Task instructions » Using the records below, filter for lines that contain the string "tree" and copy them out.
══ Material to process
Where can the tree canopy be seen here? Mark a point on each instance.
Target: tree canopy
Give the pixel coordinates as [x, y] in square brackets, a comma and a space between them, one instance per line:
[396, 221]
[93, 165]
════
Result »
Where can the tree canopy be seen here? Mark a point on each instance.
Target: tree canopy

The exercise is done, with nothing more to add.